> _TASK TO COMPLETE_
Reproduce each of the items below word for word, leaving out the pictures.

> _WORKING DATA_

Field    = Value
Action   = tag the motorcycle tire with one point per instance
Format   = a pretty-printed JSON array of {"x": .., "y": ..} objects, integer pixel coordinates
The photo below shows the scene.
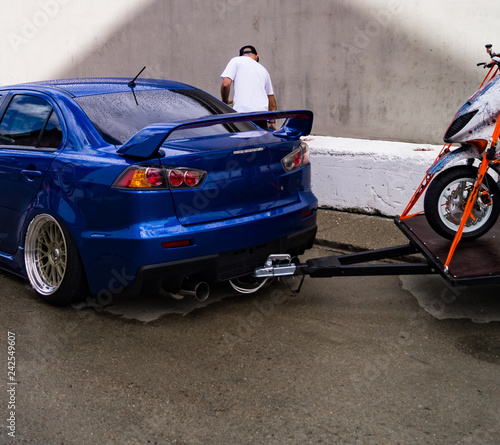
[{"x": 447, "y": 196}]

> _FINISHED ANSWER_
Field    = Value
Action   = tag the motorcycle tire with one point per instance
Format   = a pretty-printed JSON array of {"x": .., "y": ..} objects, integer pixel coordinates
The photo below shows the scene.
[{"x": 447, "y": 196}]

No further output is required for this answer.